*** Opening DATA SHOWN ***
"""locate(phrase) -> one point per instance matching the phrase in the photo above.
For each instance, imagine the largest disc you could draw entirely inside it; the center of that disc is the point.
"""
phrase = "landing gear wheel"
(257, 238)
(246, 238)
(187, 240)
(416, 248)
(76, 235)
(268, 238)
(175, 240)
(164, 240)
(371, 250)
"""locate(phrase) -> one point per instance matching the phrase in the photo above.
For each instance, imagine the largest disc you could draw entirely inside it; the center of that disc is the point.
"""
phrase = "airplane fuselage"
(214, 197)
*** Closing DATA SHOWN ***
* _EXERCISE DIRECTIONS_
The full listing above should be restated word for word.

* _FINAL ANSWER_
"""locate(phrase) -> one point per instance matching the phrase in the photo above.
For each instance, imagine the largest disc you could draw entirely inside it; the center of that disc is the point.
"""
phrase = "landing gear wheel"
(257, 238)
(246, 238)
(187, 240)
(416, 248)
(76, 235)
(268, 238)
(175, 240)
(164, 240)
(371, 250)
"""locate(phrase) -> one point per instance matching the phrase in the photo above.
For each instance, imagine the largest disc you could draw entirely inside it; the center of that disc is the point.
"""
phrase = "airplane fuselage"
(214, 197)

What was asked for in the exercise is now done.